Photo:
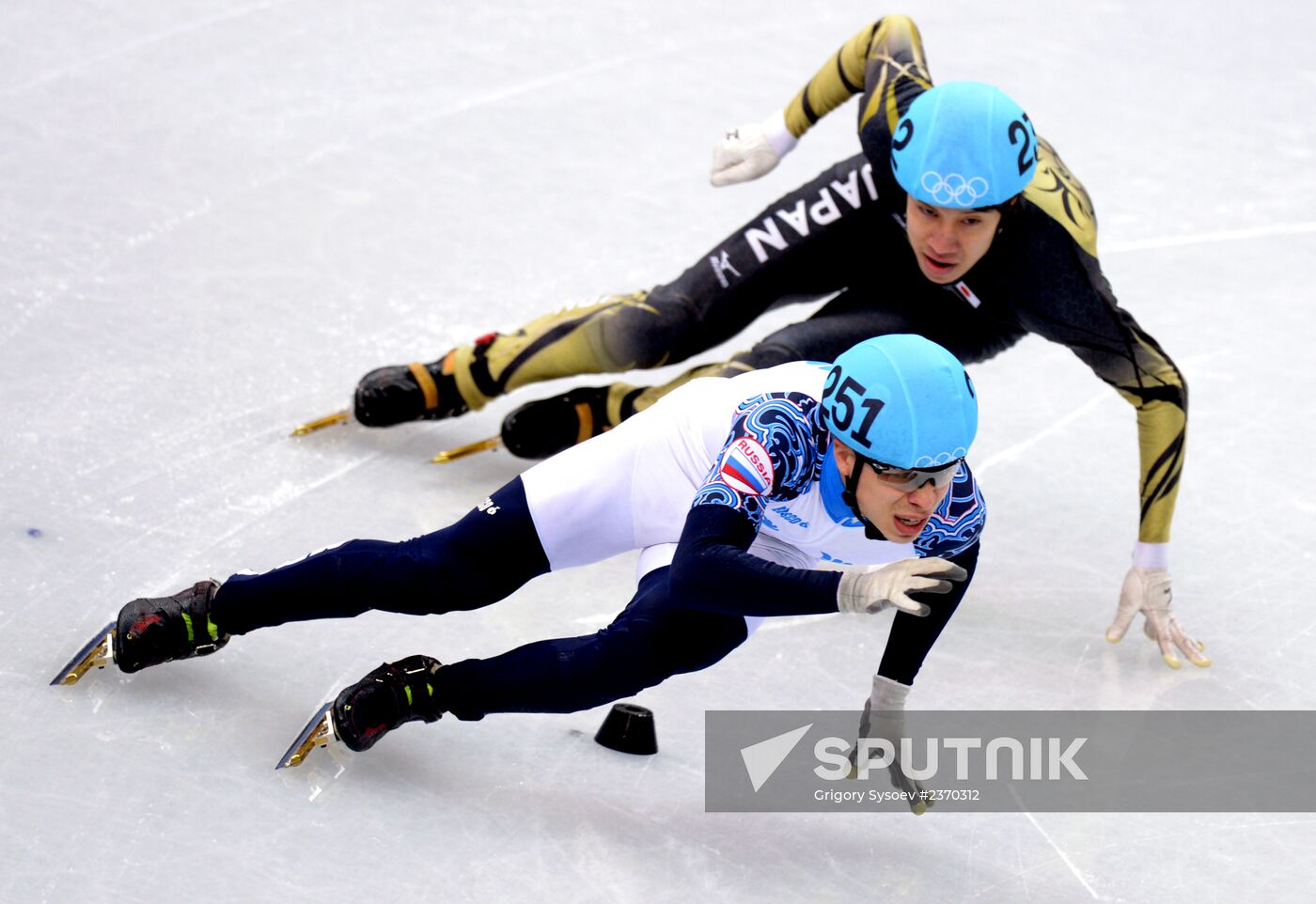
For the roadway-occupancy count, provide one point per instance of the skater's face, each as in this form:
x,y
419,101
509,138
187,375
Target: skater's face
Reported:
x,y
948,241
901,515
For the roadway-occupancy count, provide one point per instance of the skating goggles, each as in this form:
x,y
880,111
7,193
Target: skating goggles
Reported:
x,y
907,479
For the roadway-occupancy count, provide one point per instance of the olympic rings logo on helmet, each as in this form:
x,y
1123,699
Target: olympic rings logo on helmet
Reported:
x,y
953,188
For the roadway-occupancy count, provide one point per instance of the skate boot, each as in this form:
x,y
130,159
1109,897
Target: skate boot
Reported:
x,y
539,429
391,695
421,392
154,631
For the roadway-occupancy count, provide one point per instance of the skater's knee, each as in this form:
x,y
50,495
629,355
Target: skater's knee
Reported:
x,y
647,332
769,352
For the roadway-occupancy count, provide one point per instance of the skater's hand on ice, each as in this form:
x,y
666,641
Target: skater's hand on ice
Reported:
x,y
1148,591
750,150
884,720
890,585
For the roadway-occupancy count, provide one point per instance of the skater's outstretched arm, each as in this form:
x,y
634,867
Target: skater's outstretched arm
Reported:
x,y
885,62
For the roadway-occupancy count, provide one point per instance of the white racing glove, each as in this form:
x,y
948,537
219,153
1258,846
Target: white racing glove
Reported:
x,y
884,719
890,585
749,151
1148,591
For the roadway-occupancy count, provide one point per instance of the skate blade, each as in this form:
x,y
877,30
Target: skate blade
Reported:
x,y
462,452
320,423
318,733
98,653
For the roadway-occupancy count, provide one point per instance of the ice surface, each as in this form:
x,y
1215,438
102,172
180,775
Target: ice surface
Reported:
x,y
217,216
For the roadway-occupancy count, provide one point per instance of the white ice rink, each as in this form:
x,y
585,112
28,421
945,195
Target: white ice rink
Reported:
x,y
216,217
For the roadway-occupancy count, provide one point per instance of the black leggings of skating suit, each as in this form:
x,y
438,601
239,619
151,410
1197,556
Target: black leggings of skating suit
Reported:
x,y
478,561
486,557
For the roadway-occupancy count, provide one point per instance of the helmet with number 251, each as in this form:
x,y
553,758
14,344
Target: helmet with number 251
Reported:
x,y
901,401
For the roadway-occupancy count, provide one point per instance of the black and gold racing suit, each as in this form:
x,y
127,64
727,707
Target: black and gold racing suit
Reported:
x,y
844,233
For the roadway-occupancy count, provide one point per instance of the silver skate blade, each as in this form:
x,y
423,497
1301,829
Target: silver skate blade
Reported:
x,y
318,733
98,653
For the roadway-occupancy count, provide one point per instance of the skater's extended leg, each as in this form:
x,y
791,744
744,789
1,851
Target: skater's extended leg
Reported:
x,y
647,644
650,641
803,246
479,559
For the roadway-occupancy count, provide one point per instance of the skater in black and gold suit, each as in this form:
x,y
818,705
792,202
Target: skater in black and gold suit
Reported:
x,y
905,242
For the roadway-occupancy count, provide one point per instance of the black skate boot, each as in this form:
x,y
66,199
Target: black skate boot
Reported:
x,y
539,429
421,392
391,695
162,630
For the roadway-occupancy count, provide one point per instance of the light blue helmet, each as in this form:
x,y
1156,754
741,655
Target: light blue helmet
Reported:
x,y
964,145
901,400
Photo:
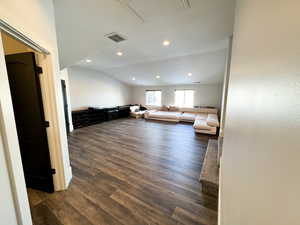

-=-=-

Return every line from the rows above that contains the word "racing".

For the roadway-occupancy count, provide one point per instance of the white racing glove, each as in this form:
Target: white racing glove
For the roadway-occupancy count, provide one point per instance of the black and gold racing suit, each as in this form:
Target: black and gold racing suit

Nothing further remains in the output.